**What to produce**: Copy the listing verbatim, excluding any images found in it.

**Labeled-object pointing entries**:
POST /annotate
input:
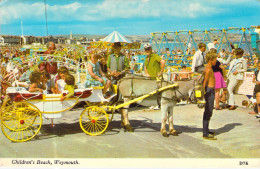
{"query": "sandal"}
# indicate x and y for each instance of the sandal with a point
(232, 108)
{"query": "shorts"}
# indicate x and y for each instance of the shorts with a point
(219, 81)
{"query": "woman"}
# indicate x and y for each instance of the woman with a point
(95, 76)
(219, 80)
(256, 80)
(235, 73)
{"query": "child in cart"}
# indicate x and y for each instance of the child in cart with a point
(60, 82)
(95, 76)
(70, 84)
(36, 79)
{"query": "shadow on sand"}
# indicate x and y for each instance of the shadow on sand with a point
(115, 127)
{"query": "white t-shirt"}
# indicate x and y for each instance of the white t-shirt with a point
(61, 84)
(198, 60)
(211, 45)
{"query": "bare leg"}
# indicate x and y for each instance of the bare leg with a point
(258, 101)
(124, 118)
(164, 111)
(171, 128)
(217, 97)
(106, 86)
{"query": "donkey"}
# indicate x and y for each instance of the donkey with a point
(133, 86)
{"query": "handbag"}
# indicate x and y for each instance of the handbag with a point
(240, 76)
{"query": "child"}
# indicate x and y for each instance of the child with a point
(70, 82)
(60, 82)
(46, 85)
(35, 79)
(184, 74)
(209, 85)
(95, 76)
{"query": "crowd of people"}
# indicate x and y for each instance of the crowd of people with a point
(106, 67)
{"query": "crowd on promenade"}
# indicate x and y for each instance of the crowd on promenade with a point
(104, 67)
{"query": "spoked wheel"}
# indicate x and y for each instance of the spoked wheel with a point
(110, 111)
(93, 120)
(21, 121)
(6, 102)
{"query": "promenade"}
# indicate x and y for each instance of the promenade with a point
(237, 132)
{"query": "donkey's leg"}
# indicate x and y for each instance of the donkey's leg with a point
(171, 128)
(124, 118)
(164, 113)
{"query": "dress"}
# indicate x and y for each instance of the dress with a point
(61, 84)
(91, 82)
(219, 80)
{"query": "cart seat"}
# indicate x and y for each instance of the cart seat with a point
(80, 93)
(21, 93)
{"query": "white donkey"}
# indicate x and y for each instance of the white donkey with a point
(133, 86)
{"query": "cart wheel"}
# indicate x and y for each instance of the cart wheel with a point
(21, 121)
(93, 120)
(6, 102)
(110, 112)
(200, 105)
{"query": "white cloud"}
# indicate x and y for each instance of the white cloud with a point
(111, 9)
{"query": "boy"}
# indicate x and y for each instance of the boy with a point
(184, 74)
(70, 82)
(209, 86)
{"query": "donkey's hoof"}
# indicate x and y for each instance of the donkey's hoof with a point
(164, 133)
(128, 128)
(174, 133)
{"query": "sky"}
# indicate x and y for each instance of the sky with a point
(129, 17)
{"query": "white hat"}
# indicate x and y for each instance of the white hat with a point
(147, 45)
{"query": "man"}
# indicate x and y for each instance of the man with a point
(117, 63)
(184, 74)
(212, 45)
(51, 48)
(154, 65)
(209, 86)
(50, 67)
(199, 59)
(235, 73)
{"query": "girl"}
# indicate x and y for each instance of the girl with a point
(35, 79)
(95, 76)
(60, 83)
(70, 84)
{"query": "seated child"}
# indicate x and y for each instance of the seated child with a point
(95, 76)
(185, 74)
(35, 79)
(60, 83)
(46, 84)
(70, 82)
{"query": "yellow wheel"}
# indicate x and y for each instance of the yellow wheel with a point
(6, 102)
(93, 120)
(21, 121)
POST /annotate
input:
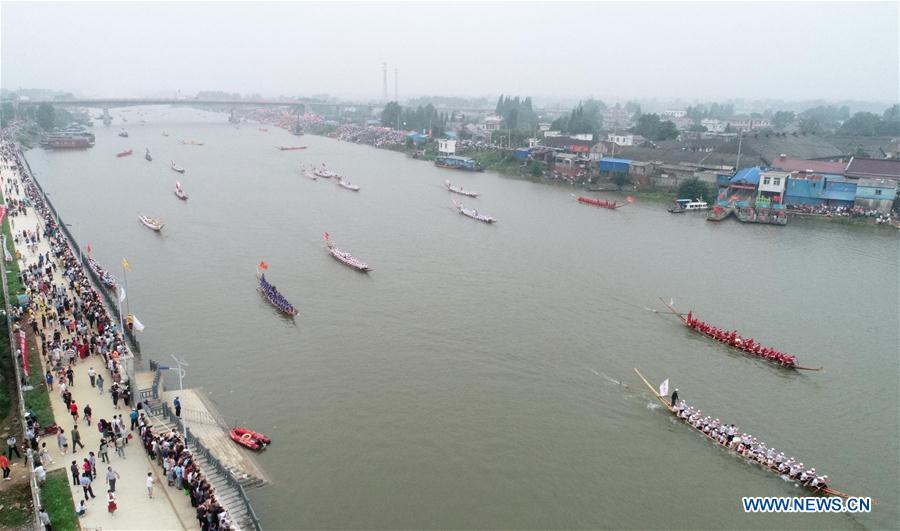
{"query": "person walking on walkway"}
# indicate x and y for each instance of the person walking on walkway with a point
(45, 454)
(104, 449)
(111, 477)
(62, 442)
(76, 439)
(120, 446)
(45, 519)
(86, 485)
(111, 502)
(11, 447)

**Solved problem**:
POST /annotate
input:
{"query": "sandal"}
# indicate x and y for each instance of the sandal with a point
(232, 108)
{"query": "shorts"}
# indicate x and y for each instance of the shorts with a point
(219, 81)
{"query": "woman"}
# indicate x and y for each instance of the woman with a point
(95, 76)
(219, 80)
(256, 80)
(235, 73)
{"query": "child in cart"}
# indicate x and y for each instance of the child in cart with a point
(60, 82)
(95, 76)
(70, 84)
(36, 79)
{"query": "shadow on sand"}
# indicate x and y for each instance of the shadow on sand with a point
(115, 127)
{"query": "white t-shirt"}
# indicate x and y for each instance of the white t-shirt with a point
(61, 84)
(198, 60)
(211, 45)
{"query": "bare leg"}
# indicate x and y for each instance of the bare leg with a point
(258, 101)
(124, 118)
(164, 111)
(171, 128)
(217, 97)
(106, 86)
{"query": "donkey"}
# indicate x and y for each instance of the donkey with a point
(133, 86)
{"query": "handbag"}
# indicate x and y for each instance of the handbag with a point
(240, 76)
{"query": "child"}
# indicate x and y for each instance of the child with a point
(70, 82)
(60, 82)
(46, 85)
(35, 79)
(184, 74)
(209, 85)
(95, 76)
{"query": "crowd of people"}
# indicate x and y for each instance of the crowd of people with a point
(106, 67)
{"query": "crowd on promenade"}
# indicate x and y for each instance of the crowd on promenade with a point
(104, 67)
{"query": "spoked wheel"}
# indicate x and y for each instance of the spoked wheel with a point
(110, 111)
(93, 120)
(21, 121)
(6, 102)
{"query": "promenade"}
# indicate x and y for each instance of the promenade with a point
(237, 132)
{"query": "donkey's leg"}
# indicate x and y for each instance of the donkey's leg with a point
(171, 128)
(124, 118)
(164, 113)
{"query": "dress"}
# indicate x and y for each instance of the dress with a point
(61, 84)
(91, 82)
(219, 80)
{"query": "cart seat"}
# indicate x and y for each instance of the cart seat with a point
(80, 93)
(21, 93)
{"query": "white donkey"}
# indicate x and y for each instance of the white donkey with a point
(133, 86)
{"query": "cart wheel"}
# indicate x and y for each instance of the cart wheel with a point
(21, 121)
(93, 120)
(6, 102)
(110, 112)
(200, 105)
{"query": "white cloud"}
# indicate x and y for each instance of the white cloud with a point
(111, 9)
{"query": "boy"}
# indicate x and y for each instance of the boy with a point
(184, 74)
(70, 82)
(209, 86)
{"query": "donkey's hoof"}
# indicate x and y for each instance of the donkey's hoof with a point
(164, 133)
(128, 128)
(174, 133)
{"query": "sky"}
# indicate x and y for each instance of the sky with a point
(129, 17)
{"query": "white hat"}
# indicate x and y for each instance of the white hat with a point
(147, 45)
{"query": "man"}
# indicate x and y for each instance of the man with a point
(117, 63)
(184, 74)
(212, 45)
(51, 48)
(154, 65)
(209, 86)
(50, 67)
(199, 59)
(235, 73)
{"query": "girl"}
# indicate x and y for each instance of the girl with a point
(35, 79)
(95, 76)
(60, 83)
(70, 84)
{"query": "seated child"}
# indicate x and y for each instance of the seated child with a point
(95, 76)
(185, 74)
(35, 79)
(60, 83)
(46, 84)
(70, 82)
{"query": "yellow wheel"}
# indicate x and y for each instance of the yellow wheel with a point
(6, 102)
(93, 120)
(21, 121)
POST /annotate
input:
{"query": "person walking on walkway"}
# indicate x and y for each instance of the person walking on walkway with a point
(45, 454)
(104, 449)
(111, 477)
(62, 442)
(76, 439)
(120, 446)
(45, 519)
(86, 485)
(111, 502)
(11, 447)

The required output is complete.